*Problem statement:*
In the personal account of ministry and recovery below, which church granted the writer a local pastor's license?

*Document segment:*

We read throughout the Bible how God uses the weak to lead the strong and how he uses the broken to minister. Over that past couple of years, I could not see how that can be more true in my life. I was once a locally licensed pastor for the Church of the Nazarene. Through that title, I had my foot in many different ministries. I helped with Children’s ministry, I helped with Youth Ministry, I co-led the Young Adults ministry, and I was on the worship team all by the age of 22. My church life looked great. However, I was dealing with trauma that led me to depression and I made some bad choices to alleviate that pain. When I checked myself into the mental hospital, all my bad choices were exposed. The week after I got out of the mental hospital, I had my “pastor” title and license stripped away from me, and rightly so. My pastor didn’t leave my side, but he worked with me through healing until he was called on a new mission to a new church.
There is a certain stigma around pastors that causes people to not be fully authentic. Most people put a wall up and feel like they will be judged by the pastor. Losing my title was a huge blessing to me in many ways. It let me take a look at my decisions, and it let me heal. However, it also opened the door for me to minister to a different audience in a different way. My bad choices led to relapse in addictions and I had to seek recovery in a way I hadn’t in the past. I went from being in a position of “honor” to being an addict. I finally accepted that I would be a recovering addict for the rest of my life and now I am able to use that to minister to others. I had to humble myself and the situations definitely humbled me.

*Records supplied:*
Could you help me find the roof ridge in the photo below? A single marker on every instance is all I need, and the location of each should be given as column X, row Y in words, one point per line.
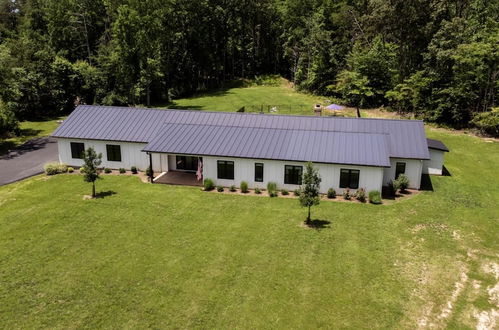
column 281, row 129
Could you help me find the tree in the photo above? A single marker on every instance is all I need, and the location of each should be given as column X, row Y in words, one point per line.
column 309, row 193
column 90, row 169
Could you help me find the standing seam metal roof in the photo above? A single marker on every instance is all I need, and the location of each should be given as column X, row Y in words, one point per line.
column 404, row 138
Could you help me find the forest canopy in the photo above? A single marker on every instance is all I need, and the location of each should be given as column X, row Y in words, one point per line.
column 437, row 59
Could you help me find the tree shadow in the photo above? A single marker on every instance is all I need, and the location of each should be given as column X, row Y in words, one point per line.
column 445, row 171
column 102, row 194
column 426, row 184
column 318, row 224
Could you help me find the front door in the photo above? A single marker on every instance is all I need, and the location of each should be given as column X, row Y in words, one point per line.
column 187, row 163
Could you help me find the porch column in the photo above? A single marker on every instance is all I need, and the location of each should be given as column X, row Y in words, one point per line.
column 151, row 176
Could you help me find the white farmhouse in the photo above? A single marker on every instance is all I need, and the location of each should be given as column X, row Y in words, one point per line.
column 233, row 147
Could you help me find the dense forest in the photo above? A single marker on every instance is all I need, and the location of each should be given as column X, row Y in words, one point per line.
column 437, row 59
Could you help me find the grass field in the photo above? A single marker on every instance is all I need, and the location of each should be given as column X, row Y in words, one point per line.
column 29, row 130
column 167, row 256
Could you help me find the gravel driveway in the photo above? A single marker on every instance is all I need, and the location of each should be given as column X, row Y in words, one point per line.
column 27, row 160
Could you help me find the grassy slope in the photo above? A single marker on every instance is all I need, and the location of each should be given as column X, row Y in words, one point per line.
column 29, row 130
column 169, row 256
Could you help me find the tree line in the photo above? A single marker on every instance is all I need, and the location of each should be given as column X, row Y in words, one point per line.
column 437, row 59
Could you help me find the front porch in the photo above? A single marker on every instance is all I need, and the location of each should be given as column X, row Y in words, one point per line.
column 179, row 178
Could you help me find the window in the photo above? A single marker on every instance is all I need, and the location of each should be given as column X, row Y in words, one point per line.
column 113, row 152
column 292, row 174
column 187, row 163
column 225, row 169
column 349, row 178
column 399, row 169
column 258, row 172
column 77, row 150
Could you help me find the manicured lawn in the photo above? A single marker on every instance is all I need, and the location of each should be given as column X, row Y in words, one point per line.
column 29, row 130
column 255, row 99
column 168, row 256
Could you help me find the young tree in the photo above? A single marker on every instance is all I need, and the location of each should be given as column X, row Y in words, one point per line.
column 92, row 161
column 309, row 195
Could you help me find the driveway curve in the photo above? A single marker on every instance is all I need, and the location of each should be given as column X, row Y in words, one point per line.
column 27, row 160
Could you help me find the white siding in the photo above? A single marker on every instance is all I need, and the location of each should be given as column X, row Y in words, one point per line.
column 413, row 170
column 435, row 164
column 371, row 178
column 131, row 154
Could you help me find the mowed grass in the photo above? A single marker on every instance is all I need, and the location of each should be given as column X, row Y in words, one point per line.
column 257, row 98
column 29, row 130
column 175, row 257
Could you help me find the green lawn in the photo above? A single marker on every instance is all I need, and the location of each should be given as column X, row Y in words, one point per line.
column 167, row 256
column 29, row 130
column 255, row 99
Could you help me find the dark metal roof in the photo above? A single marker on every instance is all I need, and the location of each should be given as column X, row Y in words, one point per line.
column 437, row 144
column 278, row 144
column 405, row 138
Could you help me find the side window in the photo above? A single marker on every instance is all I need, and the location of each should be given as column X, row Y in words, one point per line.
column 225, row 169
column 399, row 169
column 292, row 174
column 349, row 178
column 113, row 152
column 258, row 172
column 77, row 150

*Task output:*
The Church of the Nazarene.